Look for the word "Target". Copy every line of the listing where it occurs.

- **GIVEN ENTRIES**:
*** Begin section ***

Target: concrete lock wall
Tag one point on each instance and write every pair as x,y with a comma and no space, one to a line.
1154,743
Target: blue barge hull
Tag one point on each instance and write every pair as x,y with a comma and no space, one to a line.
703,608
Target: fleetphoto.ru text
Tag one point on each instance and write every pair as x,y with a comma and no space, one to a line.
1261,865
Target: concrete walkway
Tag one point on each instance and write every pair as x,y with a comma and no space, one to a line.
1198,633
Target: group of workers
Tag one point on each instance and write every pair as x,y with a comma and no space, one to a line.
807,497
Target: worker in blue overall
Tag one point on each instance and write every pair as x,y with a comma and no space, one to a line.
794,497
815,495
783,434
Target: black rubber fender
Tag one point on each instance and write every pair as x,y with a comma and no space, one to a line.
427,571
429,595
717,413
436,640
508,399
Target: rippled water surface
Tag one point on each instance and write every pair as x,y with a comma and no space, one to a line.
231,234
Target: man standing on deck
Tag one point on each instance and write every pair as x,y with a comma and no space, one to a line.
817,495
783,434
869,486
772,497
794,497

*** End section ***
*** Begin section ***

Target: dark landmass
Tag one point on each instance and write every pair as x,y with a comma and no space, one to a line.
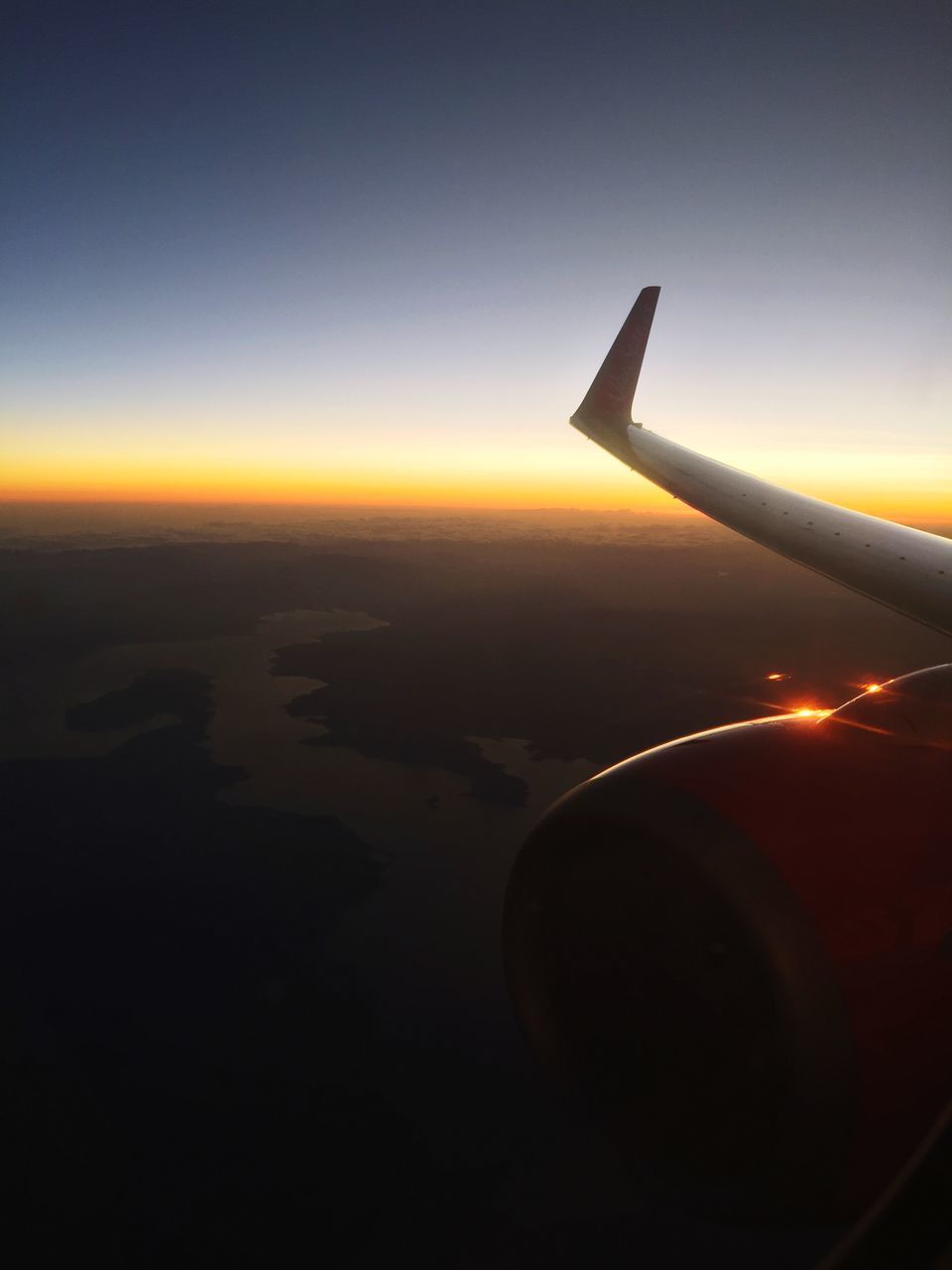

*** End section ***

- **EXERCISE ANSWER**:
Target: concrete lock wall
Target: blue barge hull
Target: fleetphoto.ru text
Target: concrete walkway
Target: group of workers
Target: worker in blue overall
Target: black rubber fender
Target: rippled water surface
Target: man standing on deck
Target: dark landmass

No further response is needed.